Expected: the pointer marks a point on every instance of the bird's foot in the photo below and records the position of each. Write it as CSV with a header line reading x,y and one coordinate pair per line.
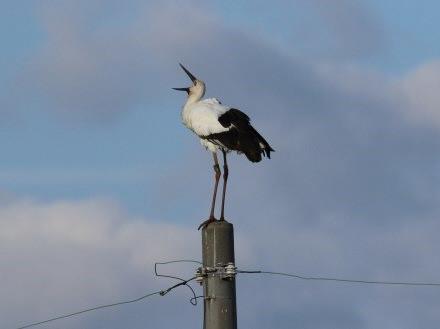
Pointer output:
x,y
207,222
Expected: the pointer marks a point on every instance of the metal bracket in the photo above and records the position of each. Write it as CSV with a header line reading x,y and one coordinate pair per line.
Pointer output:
x,y
224,271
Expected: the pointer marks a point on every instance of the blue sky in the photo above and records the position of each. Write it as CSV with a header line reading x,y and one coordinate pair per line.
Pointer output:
x,y
99,178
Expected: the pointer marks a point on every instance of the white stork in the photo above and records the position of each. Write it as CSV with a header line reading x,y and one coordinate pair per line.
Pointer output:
x,y
223,128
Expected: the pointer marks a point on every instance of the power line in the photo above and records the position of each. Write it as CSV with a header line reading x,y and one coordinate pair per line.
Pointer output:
x,y
296,276
160,292
193,300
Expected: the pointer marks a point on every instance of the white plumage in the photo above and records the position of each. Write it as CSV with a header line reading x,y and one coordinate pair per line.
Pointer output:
x,y
222,128
202,118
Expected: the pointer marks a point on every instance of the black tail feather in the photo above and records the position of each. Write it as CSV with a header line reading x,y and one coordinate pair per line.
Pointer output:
x,y
241,136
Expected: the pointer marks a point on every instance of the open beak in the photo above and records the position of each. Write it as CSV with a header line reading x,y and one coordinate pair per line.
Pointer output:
x,y
191,76
182,89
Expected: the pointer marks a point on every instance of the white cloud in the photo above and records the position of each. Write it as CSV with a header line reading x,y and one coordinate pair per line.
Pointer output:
x,y
421,91
67,255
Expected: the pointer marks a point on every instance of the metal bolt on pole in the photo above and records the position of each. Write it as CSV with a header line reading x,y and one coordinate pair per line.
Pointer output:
x,y
220,310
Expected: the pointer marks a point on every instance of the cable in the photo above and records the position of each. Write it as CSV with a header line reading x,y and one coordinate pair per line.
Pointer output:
x,y
160,292
193,300
342,280
180,261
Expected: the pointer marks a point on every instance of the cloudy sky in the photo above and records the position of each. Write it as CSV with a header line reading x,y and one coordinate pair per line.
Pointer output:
x,y
99,179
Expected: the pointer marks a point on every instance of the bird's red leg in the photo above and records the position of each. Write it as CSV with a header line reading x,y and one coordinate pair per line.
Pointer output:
x,y
214,195
225,181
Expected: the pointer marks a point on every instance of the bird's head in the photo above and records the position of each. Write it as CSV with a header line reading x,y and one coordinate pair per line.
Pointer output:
x,y
197,90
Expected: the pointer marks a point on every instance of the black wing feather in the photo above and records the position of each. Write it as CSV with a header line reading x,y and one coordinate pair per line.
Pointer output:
x,y
241,136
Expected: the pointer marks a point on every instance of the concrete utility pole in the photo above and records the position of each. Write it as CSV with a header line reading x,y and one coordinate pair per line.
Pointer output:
x,y
218,276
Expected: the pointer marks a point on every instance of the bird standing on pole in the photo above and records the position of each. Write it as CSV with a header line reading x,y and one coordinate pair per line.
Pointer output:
x,y
221,128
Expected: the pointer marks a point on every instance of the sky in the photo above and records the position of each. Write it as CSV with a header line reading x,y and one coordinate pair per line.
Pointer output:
x,y
99,179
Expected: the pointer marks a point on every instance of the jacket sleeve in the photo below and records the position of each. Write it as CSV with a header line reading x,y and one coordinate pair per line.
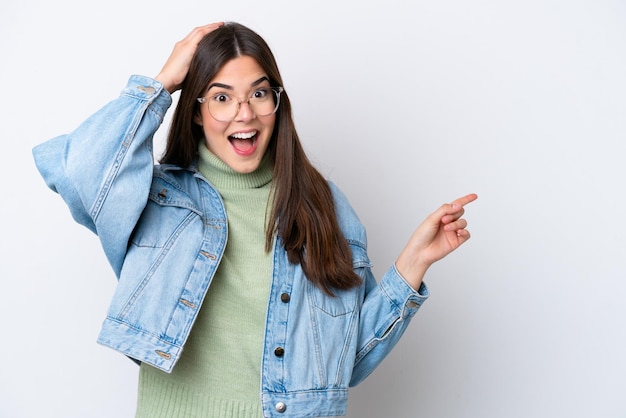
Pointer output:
x,y
387,306
387,309
103,169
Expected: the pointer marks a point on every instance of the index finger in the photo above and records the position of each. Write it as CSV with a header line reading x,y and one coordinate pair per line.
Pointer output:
x,y
462,201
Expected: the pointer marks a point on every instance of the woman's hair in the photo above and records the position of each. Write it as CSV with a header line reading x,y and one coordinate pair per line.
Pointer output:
x,y
302,208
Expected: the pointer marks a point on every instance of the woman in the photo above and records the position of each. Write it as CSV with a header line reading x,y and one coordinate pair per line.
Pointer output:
x,y
244,288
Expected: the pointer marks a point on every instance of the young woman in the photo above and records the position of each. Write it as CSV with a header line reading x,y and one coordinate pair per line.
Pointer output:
----
**YOUR GOAL**
Without including any picture, repeat the data exactly.

**OUTPUT FOR THIS TASK**
Expected: the pointer marks a point on every instance of the bird's foot in the photo below and records the position of each. Write it as CSV with a header line reading x,y and one coordinate pair per line.
Pointer output:
x,y
207,222
Expected: the pointer marks a point on every instance of the metal bracket in the photo above and records the position of each. Write it as CSV with a header line reading x,y and one coordinate pair per line.
Pointer output:
x,y
224,271
Expected: the pointer marks a point on every instance of the blue sky in the photo above and records the position of each. Write it as CSV with a header line reading x,y and one coordinate pair per line.
Pointer output:
x,y
99,178
Expected: the pointer marks a point on every instance of the white stork in the photo above and records the position of each. Write it as CSV with a header line reading x,y and one coordinate pair per line.
Pointer output:
x,y
223,128
Expected: the pointer marks a point on every instance of the power line in the photo above and records the position of each. Write it as CSV with a header line reading x,y and one coordinate pair per line.
Pointer output:
x,y
296,276
160,292
193,300
Expected: the pointer marks a point on every instance of the white plumage in the photo above and records the position of each. Write it as CSV with a header line reading x,y and one coordinate pair per line.
Pointer output:
x,y
222,128
202,118
Expected: the pointer marks a point on every instance of the black tail feather in the photo above and records the position of each. Write it as CSV with a header line reading x,y and one coordinate pair per line.
Pointer output:
x,y
241,136
Expected: the pointer marks a point on every instance of the open beak in the photo above and records the position of each. Write it as CSV with a header line reading x,y and one coordinate pair per line.
Pointer output:
x,y
191,76
182,89
Expected: the pointer marks a point on every instance of the white cloud in the photo above and records the position of each. Write it as CSV with a header line reading x,y and one coordinate pair per line.
Pointer output:
x,y
421,91
67,255
Expected: the pointer marks a point on every instance of the metal bolt on pole in the photo above and records the position of each. Write it as CSV with a header line reading x,y and one coordinate pair per line.
Pointer output:
x,y
220,310
Expected: the pointer marks a point on every instance of the cable in the photo above and records the position of each. Write it as CSV with a header line reading x,y and one coordinate pair per line.
Pointer output:
x,y
160,292
193,300
342,280
180,261
Expected: the pointer marks a point on every instance of the cloudy sky in the photo above and records the position of each. Write it as CSV with a header line reading x,y and one coordinate pair per line.
Pointer output:
x,y
99,179
Expected: the pointer marks a point on every instance of the bird's red leg in the photo above and records the position of each. Write it as CSV with a header line reading x,y and one coordinate pair per line.
Pointer output:
x,y
214,195
225,181
Expected: the pointer marks a point on every instance of the bird's head in the photo above and records the position of each. Write it as CSV with a header line reading x,y and one coordinate pair per line.
Pointer output:
x,y
197,90
Expected: the pointer marks a point on every instance of the black wing feather in the photo above and records the position of each. Write it as CSV with a header line reading x,y and one coordinate pair per line.
Pointer output:
x,y
241,136
Expected: the pointer marks a point on every instance of the concrete utility pole in the photo above and records the position of each. Write it as CSV with a header line reading x,y and one coordinate pair per line.
Pointer output:
x,y
218,276
Expected: the pointer marks a point on every instance of the bird standing on pole in the photo above and records the position of each. Write it as CSV with a header line reading x,y and one coordinate pair per line.
Pointer output:
x,y
221,128
Expected: the pointer marks a point on every instance of the sky in the photo above and records the position of each. Write it as CSV with a header line reading x,y and one coordinate pair per line.
Pointer output:
x,y
99,179
Expected: the pointer marks a point on every instance of the jacket sleeve in the photo below and records the position of each. Write it as CSV with a header line reading x,y and one coordinate pair per line.
Pointer output:
x,y
387,306
387,309
103,169
Expected: the pointer marks a point on every instance of the index finger in the photo above and records the position of each. Write it as CSV with a header line reading x,y and one coordinate pair per line.
Pointer output:
x,y
462,201
Expected: the pointer marks a point on every instance of the woman's hair in the photo above and records the position of each. Write it as CSV with a header line reading x,y and one coordinate pair per line.
Pointer output:
x,y
302,208
Expected: the pointer marks a point on every instance of the woman in the photo above and records the position of each. Write it as CSV with a header line reading x,y and one coordinate pair per line.
Pointer output:
x,y
244,288
Expected: the pointer marks a point on every instance of the young woman in the photo above and records the position of each. Write it as CSV with a header line reading x,y and one coordinate pair per line.
Pointer output:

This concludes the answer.